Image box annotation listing
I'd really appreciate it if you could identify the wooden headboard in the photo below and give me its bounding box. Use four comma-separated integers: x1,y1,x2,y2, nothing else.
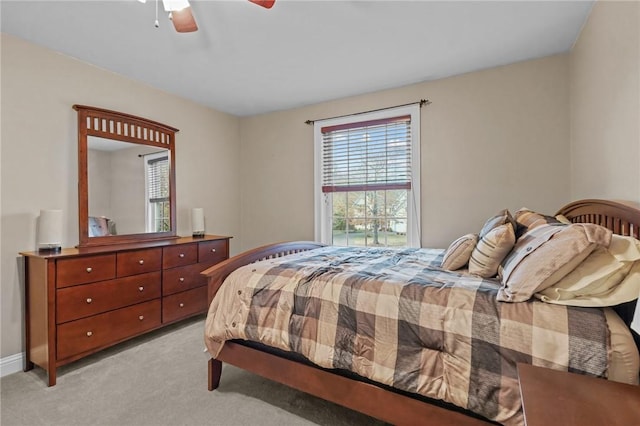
557,199,640,239
557,199,640,350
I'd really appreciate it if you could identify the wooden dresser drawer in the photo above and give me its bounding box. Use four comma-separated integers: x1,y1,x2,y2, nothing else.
56,254,116,288
162,287,207,323
162,263,207,296
162,244,198,269
56,271,161,324
116,247,162,277
57,299,161,359
198,240,229,264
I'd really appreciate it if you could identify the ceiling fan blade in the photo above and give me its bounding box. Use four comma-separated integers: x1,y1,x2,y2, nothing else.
249,0,276,9
171,6,198,33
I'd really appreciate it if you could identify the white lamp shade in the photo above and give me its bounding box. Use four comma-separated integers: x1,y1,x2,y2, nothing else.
191,208,204,234
38,210,62,247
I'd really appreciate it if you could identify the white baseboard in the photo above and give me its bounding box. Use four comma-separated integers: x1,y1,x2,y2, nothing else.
0,352,24,377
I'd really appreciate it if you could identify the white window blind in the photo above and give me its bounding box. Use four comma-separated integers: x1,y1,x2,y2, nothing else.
321,115,412,193
148,157,169,203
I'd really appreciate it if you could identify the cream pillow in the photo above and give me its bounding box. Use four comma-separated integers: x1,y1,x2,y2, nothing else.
478,209,516,239
469,223,516,278
515,207,560,238
536,235,640,306
441,234,478,271
497,223,612,302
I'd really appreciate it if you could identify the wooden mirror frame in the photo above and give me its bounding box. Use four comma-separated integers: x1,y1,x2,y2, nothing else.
73,105,178,247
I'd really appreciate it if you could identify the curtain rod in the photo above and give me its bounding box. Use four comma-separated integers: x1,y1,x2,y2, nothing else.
305,99,431,125
138,149,167,158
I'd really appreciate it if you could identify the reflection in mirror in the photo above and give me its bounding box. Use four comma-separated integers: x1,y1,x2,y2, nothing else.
73,105,178,247
87,136,171,237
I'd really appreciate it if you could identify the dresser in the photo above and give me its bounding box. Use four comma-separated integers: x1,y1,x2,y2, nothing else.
20,235,231,386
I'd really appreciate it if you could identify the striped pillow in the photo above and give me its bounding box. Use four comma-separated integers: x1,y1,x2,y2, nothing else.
469,223,516,278
440,234,478,271
515,207,561,239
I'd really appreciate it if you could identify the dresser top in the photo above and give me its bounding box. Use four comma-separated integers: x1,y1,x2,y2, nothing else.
20,235,233,259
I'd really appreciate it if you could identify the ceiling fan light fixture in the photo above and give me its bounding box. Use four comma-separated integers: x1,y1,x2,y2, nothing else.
162,0,189,12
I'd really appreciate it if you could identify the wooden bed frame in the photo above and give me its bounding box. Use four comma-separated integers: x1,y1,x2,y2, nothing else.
202,199,640,426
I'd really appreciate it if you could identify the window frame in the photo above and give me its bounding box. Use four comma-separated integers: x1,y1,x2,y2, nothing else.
313,104,421,247
144,151,171,232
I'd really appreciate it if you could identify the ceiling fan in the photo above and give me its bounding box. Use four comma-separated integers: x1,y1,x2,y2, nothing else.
138,0,276,33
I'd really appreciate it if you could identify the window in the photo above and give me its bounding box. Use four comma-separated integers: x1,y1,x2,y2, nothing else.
145,152,171,232
314,105,420,247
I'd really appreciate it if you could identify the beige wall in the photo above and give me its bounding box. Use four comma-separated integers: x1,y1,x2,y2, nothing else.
570,1,640,201
0,34,240,357
241,55,569,249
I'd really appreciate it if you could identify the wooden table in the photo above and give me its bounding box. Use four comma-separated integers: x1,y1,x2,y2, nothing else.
518,364,640,426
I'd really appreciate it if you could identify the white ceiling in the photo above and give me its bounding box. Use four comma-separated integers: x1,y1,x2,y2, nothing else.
0,0,593,116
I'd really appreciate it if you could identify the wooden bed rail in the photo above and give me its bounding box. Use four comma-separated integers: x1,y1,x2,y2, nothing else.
201,241,325,304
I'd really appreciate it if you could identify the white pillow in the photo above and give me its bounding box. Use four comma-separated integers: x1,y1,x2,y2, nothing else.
497,223,611,302
469,223,516,278
536,235,640,306
440,234,478,271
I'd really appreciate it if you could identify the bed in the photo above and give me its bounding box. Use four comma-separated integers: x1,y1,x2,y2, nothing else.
203,200,640,425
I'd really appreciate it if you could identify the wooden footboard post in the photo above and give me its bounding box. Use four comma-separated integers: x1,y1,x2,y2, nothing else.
209,358,222,391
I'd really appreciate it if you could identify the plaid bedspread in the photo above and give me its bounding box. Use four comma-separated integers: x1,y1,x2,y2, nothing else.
205,247,609,424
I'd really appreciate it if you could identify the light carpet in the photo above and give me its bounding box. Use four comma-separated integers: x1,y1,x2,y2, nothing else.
0,317,383,426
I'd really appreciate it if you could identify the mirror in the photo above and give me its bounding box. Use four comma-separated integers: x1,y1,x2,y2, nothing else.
74,105,178,247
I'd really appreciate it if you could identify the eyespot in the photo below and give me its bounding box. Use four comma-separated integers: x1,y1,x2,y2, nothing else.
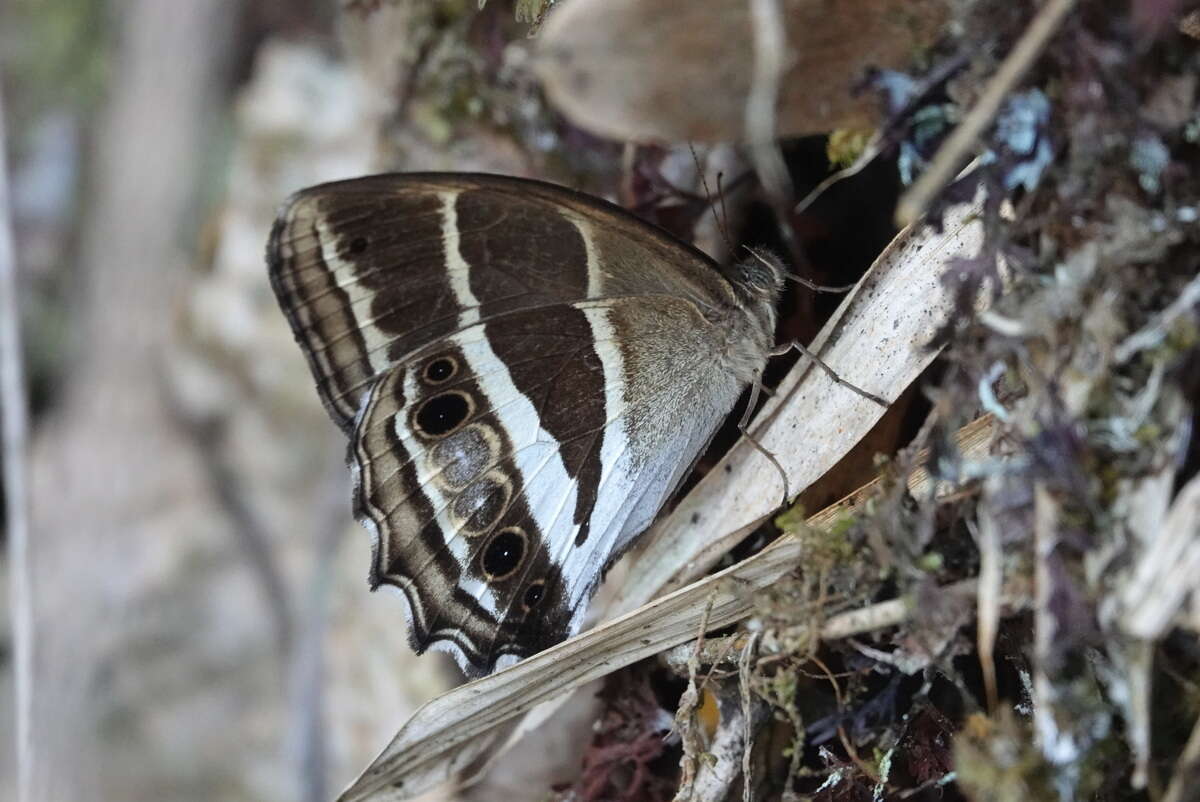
480,526,526,582
413,391,474,437
421,357,458,384
521,579,546,612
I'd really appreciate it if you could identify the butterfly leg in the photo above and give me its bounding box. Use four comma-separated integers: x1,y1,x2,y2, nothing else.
738,381,792,504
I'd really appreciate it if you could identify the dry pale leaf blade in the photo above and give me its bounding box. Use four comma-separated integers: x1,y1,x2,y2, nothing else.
341,417,992,802
534,0,948,142
341,540,800,802
611,183,986,612
342,189,998,802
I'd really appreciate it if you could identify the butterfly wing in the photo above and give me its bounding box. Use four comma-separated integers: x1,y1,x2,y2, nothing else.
269,175,766,674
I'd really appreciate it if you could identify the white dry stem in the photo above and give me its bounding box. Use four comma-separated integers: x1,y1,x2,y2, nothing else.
896,0,1075,226
976,492,1004,713
1121,477,1200,640
342,186,1003,802
0,73,34,802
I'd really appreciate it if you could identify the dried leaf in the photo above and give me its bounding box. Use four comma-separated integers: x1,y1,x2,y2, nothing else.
535,0,947,142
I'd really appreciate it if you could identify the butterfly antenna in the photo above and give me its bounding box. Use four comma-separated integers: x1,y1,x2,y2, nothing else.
688,142,734,253
745,246,858,294
770,340,890,409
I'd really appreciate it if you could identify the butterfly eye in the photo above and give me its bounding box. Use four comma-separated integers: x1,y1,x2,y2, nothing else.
424,357,458,384
413,393,474,437
521,579,546,612
482,526,526,582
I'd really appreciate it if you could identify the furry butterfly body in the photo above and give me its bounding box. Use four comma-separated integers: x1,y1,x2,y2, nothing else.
268,173,780,675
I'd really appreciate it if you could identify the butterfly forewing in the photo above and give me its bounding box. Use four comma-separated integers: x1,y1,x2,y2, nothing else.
268,174,770,674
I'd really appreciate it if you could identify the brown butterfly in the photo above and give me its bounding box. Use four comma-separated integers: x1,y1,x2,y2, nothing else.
268,173,782,675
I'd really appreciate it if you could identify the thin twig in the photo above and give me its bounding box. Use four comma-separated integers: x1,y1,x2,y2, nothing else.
1162,705,1200,802
0,75,34,802
896,0,1075,226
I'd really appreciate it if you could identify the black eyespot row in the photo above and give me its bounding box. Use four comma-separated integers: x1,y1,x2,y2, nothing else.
425,357,458,384
521,579,546,611
414,393,470,437
481,526,526,581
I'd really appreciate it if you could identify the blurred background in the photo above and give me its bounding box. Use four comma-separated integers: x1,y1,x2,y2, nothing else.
18,0,1200,802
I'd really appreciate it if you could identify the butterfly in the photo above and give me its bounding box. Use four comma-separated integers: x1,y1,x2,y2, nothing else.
266,173,782,676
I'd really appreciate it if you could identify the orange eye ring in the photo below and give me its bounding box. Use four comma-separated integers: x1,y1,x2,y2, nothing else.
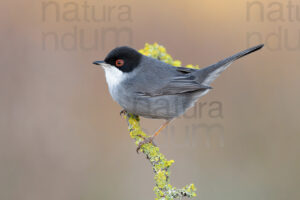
116,59,124,67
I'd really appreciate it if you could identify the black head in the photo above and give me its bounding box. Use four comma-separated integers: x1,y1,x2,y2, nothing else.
94,46,142,72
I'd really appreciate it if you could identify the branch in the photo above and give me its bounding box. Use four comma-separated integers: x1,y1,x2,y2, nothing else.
124,113,196,200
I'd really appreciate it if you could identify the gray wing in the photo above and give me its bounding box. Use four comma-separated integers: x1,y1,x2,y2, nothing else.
137,45,263,97
138,67,212,97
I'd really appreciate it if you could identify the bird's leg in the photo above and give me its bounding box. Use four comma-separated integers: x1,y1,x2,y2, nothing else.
136,120,172,153
120,109,127,116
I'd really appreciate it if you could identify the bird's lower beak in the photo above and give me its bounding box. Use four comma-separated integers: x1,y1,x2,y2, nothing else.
93,61,105,65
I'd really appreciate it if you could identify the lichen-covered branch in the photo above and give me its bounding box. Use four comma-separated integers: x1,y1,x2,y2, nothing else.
124,113,196,200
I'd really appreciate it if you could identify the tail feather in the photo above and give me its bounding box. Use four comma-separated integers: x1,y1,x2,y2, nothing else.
195,44,264,85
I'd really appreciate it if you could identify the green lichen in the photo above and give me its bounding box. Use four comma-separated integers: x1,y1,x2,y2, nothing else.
124,113,196,200
124,43,199,200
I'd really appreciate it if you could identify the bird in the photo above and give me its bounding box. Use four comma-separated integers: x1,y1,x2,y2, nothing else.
93,44,264,152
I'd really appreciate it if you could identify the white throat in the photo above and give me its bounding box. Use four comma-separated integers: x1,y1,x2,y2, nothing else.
101,63,126,94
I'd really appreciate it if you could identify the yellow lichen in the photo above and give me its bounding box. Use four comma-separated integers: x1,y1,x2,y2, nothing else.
125,43,199,200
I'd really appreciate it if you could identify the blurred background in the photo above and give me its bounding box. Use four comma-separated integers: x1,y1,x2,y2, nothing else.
0,0,300,200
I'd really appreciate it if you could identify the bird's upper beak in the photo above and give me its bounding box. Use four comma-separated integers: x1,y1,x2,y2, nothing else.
93,61,105,65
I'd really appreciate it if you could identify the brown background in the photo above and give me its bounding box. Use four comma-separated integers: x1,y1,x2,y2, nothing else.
0,0,300,200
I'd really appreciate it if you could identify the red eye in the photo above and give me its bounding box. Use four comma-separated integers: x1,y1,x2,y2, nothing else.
116,59,124,67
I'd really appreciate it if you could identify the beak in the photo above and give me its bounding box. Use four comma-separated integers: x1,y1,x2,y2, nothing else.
93,61,105,65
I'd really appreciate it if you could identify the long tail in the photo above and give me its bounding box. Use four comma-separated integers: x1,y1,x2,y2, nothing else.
195,44,264,86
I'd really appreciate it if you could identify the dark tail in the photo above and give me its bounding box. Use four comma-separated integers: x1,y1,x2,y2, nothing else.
195,44,264,85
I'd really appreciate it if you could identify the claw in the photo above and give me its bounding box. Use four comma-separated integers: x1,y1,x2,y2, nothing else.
120,109,127,117
136,137,157,153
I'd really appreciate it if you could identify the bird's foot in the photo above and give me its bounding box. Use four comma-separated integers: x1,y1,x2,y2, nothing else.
120,109,127,117
136,136,157,153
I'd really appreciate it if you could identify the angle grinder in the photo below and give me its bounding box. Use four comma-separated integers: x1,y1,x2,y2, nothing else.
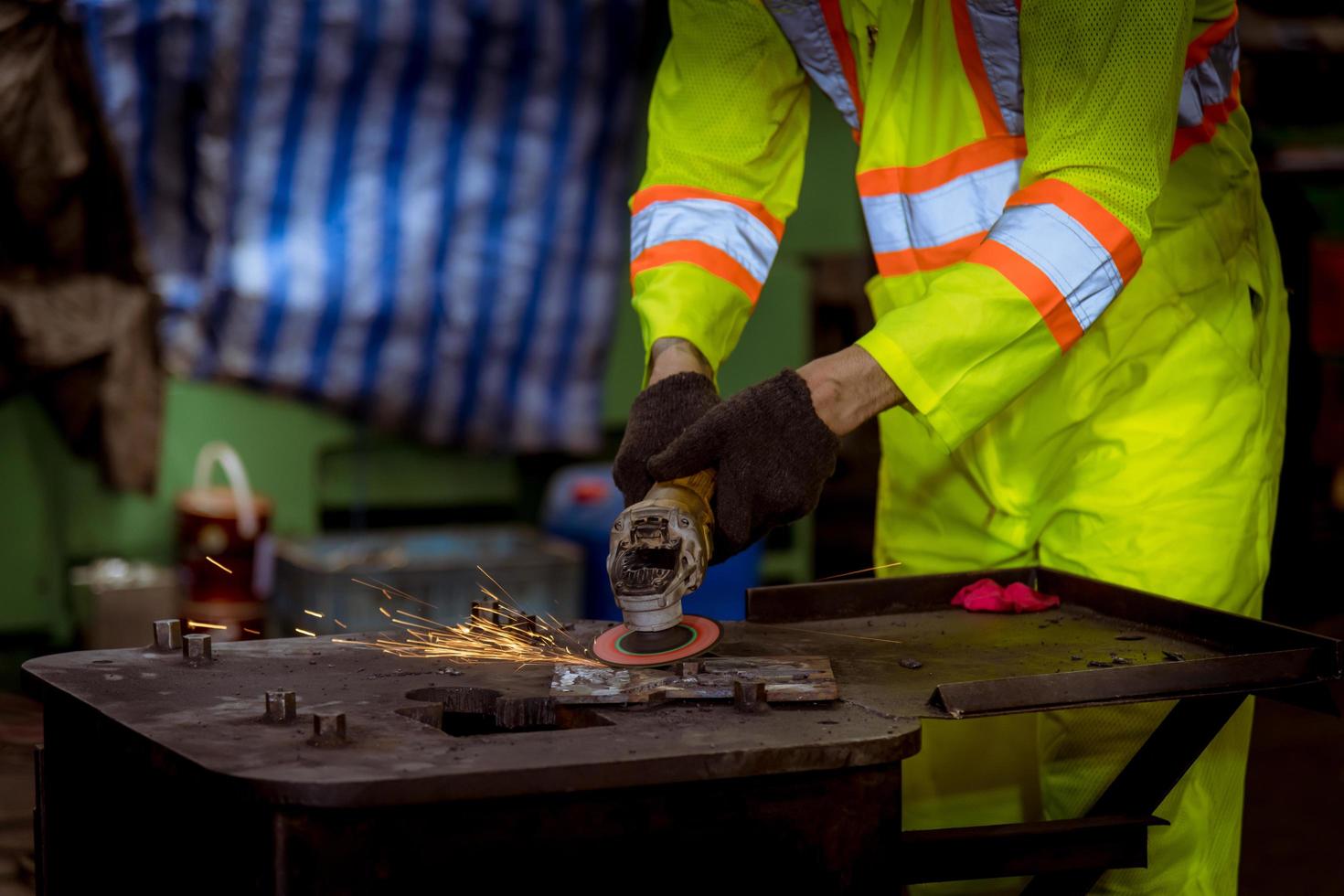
592,470,723,667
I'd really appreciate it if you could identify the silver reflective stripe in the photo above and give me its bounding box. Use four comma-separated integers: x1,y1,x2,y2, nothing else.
764,0,859,129
630,198,780,283
860,158,1021,254
989,204,1125,329
1176,28,1241,128
966,0,1026,135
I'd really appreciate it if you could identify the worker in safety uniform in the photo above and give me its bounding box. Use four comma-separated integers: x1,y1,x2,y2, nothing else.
615,0,1287,893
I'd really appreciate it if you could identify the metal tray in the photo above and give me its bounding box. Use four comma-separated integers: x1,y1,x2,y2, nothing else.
741,567,1344,719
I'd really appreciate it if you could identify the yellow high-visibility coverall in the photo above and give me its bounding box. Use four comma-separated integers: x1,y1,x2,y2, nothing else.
632,0,1287,893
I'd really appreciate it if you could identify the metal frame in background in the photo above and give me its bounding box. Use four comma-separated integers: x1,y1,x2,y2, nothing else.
747,567,1344,896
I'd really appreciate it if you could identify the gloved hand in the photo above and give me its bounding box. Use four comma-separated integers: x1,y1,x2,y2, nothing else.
648,371,840,563
612,373,720,507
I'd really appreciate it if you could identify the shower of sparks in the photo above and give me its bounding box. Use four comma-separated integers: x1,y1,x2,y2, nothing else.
334,567,606,667
817,560,901,581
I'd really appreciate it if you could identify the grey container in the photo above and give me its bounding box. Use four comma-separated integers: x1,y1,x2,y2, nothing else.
268,525,583,638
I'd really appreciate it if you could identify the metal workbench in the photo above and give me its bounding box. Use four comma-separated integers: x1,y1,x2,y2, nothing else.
24,570,1344,893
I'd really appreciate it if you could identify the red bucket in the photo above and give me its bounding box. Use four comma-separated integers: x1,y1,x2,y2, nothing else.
177,442,272,641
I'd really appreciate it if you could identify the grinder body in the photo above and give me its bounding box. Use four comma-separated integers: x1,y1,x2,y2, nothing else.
606,470,714,634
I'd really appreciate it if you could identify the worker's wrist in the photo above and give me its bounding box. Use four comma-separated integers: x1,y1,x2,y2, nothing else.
649,336,714,386
798,346,904,435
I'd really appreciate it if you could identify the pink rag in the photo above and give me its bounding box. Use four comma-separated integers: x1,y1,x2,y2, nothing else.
952,579,1059,613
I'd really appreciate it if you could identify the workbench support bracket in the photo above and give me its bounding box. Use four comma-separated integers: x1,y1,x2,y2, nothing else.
1023,693,1246,896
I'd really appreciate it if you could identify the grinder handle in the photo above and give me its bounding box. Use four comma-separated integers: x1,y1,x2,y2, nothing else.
644,470,714,529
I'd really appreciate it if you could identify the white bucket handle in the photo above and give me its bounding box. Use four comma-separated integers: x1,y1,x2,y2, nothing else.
192,442,258,539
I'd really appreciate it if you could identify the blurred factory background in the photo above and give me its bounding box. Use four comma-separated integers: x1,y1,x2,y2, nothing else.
0,0,1344,892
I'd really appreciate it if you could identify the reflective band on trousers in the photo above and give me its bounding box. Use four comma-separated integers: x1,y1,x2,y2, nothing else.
764,0,859,129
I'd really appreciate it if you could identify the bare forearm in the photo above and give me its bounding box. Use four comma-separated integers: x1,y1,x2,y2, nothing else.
649,337,714,386
798,346,906,435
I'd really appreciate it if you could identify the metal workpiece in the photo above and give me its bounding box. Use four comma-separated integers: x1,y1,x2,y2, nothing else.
181,634,215,667
152,619,181,650
262,688,298,725
308,712,348,747
732,678,770,712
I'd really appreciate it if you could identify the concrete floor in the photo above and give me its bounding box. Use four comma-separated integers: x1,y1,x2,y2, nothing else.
0,616,1344,896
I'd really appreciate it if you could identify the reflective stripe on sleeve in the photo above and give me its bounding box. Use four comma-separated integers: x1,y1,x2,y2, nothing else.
764,0,863,131
1172,6,1241,158
858,138,1027,277
630,186,784,303
952,0,1026,135
966,180,1141,349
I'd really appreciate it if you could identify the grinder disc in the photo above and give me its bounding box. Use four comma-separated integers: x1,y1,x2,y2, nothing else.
592,615,723,667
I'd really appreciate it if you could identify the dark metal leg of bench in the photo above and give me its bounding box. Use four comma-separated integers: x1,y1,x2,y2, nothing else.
1023,693,1246,896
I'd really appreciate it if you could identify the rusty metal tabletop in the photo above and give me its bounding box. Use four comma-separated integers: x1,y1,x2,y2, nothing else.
23,570,1344,807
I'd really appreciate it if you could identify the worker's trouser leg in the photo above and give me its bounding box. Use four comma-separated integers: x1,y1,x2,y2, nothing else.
875,194,1287,893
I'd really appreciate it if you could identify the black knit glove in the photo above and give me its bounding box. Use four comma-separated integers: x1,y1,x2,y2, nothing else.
648,371,840,563
612,373,720,507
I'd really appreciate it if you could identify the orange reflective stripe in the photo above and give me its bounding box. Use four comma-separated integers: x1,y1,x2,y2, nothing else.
1006,178,1144,283
1172,71,1242,161
874,231,987,277
856,136,1027,197
821,0,863,126
952,0,1008,137
630,240,761,305
966,240,1083,350
630,184,784,240
1186,6,1238,69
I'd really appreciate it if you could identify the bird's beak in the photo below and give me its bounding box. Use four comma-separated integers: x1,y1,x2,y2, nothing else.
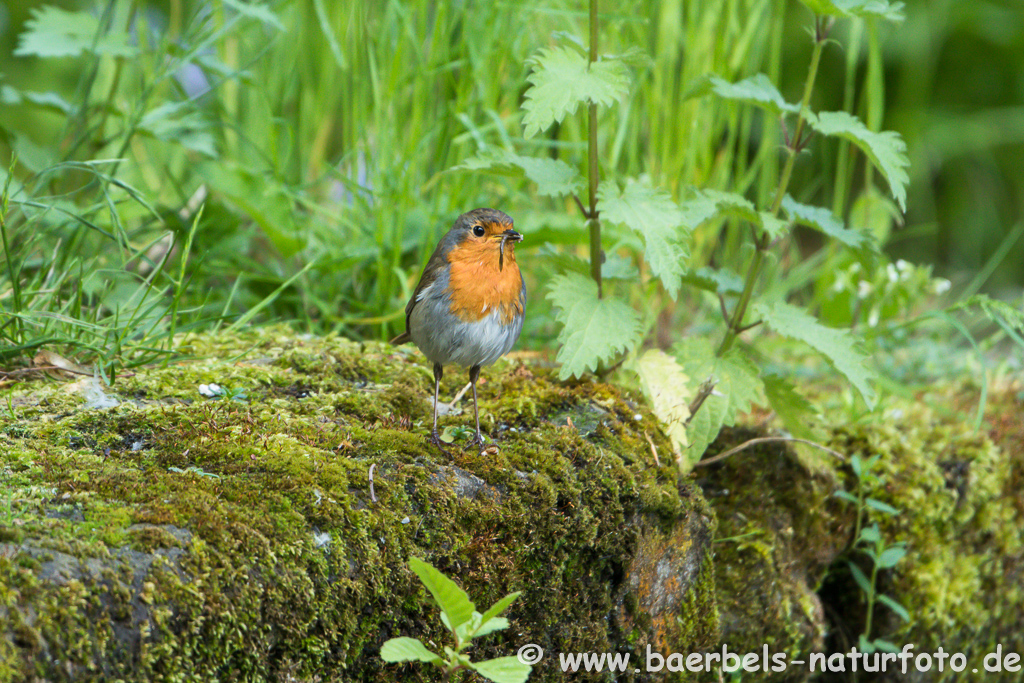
498,227,522,270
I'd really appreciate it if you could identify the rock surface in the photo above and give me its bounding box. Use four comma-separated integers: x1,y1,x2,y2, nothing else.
0,329,1024,681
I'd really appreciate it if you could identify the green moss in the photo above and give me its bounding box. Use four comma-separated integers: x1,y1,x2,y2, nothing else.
0,329,718,681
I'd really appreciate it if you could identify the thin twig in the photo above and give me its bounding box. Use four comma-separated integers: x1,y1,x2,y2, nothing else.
370,463,377,503
572,193,590,220
683,377,717,426
643,432,662,467
693,436,846,467
718,292,729,325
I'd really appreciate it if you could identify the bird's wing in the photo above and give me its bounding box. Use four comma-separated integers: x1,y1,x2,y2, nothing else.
391,241,447,346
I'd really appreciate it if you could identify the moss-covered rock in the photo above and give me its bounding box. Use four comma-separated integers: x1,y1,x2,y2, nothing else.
0,329,1024,681
0,330,718,681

> PROBLEM DESCRIPTION
Copy out, unchanged, the part of the listing that begins with the line containing "I'd really appreciate it if you could identify the silver" and ends with the line containing "177,442,272,641", including both of those lines.

> RESPONSE
I'd really appreciate it if you could identify the silver reflective stripe in the photo above and give me its bounding box. Use four comma-separated integers: x1,y1,x2,y2, nothing else.
764,0,859,129
630,198,780,283
860,158,1021,254
989,204,1125,329
1176,28,1241,128
966,0,1026,135
I'd really appreciate it if you could identify the worker in safety uniform in the photo above and give me its bounding box. Use four comma-separated integers: x1,y1,x2,y2, nothing else.
615,0,1287,893
I'd really appreciate it if you could identify the metal tray in the photo above and give me its bounding box. Use four comma-separated integers: x1,y1,x2,y2, nothing else.
741,567,1344,719
I'd really appreciate it if you could identify the yellow high-visibility coverall in the photo above and give me its bounding box. Use four comma-separated integers: x1,y1,x2,y2, nothing else.
632,0,1287,893
I'd really appreciate it if you could identify the metal frame in background in the photo above and give me its bounding box. Use four comma-separated integers: x1,y1,x2,y2, nothing else.
747,567,1344,896
I'd really appreciate it if you could identify the gloved hand in the photo above and give me its bounding box. Use four comma-separated integers: x1,y1,x2,y2, nothing else.
648,371,840,563
612,373,720,507
I'd really appreciate it if you could identify the shower of sparks in the photo above and give me its bounding box. Use four comma-separated integers: x1,y1,x2,y2, nothing else.
334,567,606,667
817,560,901,581
I'd really appreciate it if you could identify the grey container in the photo above and give me its bounding box. Use four comma-separated integers: x1,y1,x2,y2, nothing else.
268,525,583,638
I'd really appreciate it if you could identify the metal workbench in the photo above and give me its bounding box. Use four comma-separated integers: x1,y1,x2,y2, nothing else.
24,570,1344,893
I'd really appreciate it if you could identify the red bucket in the photo above and give me its bounding box. Use four comma-separated integers: x1,y1,x2,y2, nothing else.
177,442,272,641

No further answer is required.